» Task list:
1. From the homeomorphism proof, list every lemma number that is mentioned.
2. Please answer these from the homeomorphism proof:
(a) What equation must the map K satisfy in the "dual" conjugacy problem?
(b) According to Lemma 8, which two maps does H conjugate?
(c) What does the map defined by the integral turn out to be?
3. Write out the part of the homeomorphism proof that opens with the words containing "From time-one conjugacy" and closes with "equivalence in a neighborhood of the origin.".

The conjugacy is a homeomorphism
Lemma 7: The map \mathbf{H} constructed in Lemma 5 is a homeomorphism.
Proof outline: the proof relies on constructing an inverse \mathbf{K} for \mathbf{H}. We consider a “dual” conjugacy problem to find a map \mathbf{K} satisfying \mathbf{T} \circ \mathbf{K} = \mathbf{K} \circ \mathbf{B}. An argument identical to that of Lemma 5 provides a unique continuous solution \mathbf{K}(\mathbf{y}) = \mathbf{y} + \mathbf{k}(\mathbf{y}).
We then examine the composition \mathbf{G} = \mathbf{H} \circ \mathbf{K}. We can show it satisfies \mathbf{G} \circ \mathbf{B} = \mathbf{B} \circ \mathbf{G}:
\mathbf{H} \circ \mathbf{K} (\mathbf{By}) = \mathbf{H} \circ (\mathbf{K} \circ \mathbf{B})(\mathbf{y}) = \mathbf{H} \circ (\mathbf{T} \circ \mathbf{K})(\mathbf{y}) = (\mathbf{H} \circ \mathbf{T}) \circ \mathbf{K}(\mathbf{y}) = (\mathbf{B} \circ \mathbf{H}) \circ \mathbf{K}(\mathbf{y}) = \mathbf{B} \circ (\mathbf{H} \circ \mathbf{K})(\mathbf{y})
The map \mathbf{G} solves the original functional equation with \mathbf{p}=\mathbf{0}. The identity map \mathbf{I} is also a solution. By the uniqueness part of the contraction mapping argument in Lemma 5, we must have \mathbf{H} \circ \mathbf{K} = \mathbf{I}. A symmetric argument shows that \mathbf{K} \circ \mathbf{H} = \mathbf{I}, establishing that \mathbf{K} is the inverse of \mathbf{H}, and therefore \mathbf{H} is a homeomorphism.
From time-one conjugacy to flow equivalence
Lemma 8: the homeomorphism \mathbf{H} conjugates the time-one map \varphi_1 and its linearization e^\mathbf{A} in a neighborhood of the origin. This can be extended to a local flow equivalence. The map \mathcal{H} defined by the integral:
\mathcal{H}(\mathbf{x}) = \int_0^1 e^{-s\mathbf{A}}\mathbf{H}(\varphi(s, \mathbf{x})) \mathrm{d}s
is a local topological flow equivalence in a neighborhood of the origin.

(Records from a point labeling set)
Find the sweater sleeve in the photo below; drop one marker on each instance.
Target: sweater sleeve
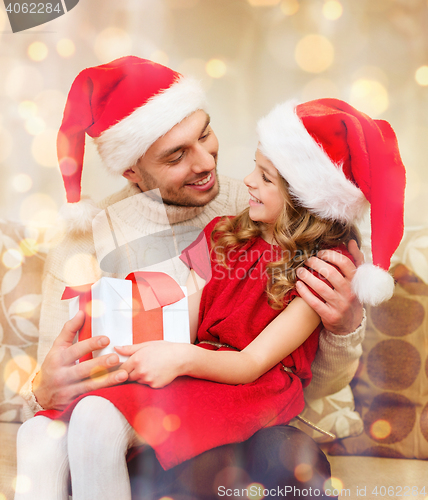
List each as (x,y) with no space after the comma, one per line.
(74,259)
(336,362)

» Complete answers:
1. Lemma 5, Lemma 7, Lemma 8

2.
(a) T ∘ K = K ∘ B
(b) The time-one map φ₁ and its linearization e^A, in a neighborhood of the origin.
(c) A local topological flow equivalence in a neighborhood of the origin.

3.
From time-one conjugacy to flow equivalence
Lemma 8: the homeomorphism \mathbf{H} conjugates the time-one map \varphi_1 and its linearization e^\mathbf{A} in a neighborhood of the origin. This can be extended to a local flow equivalence. The map \mathcal{H} defined by the integral:
\mathcal{H}(\mathbf{x}) = \int_0^1 e^{-s\mathbf{A}}\mathbf{H}(\varphi(s, \mathbf{x})) \mathrm{d}s
is a local topological flow equivalence in a neighborhood of the origin.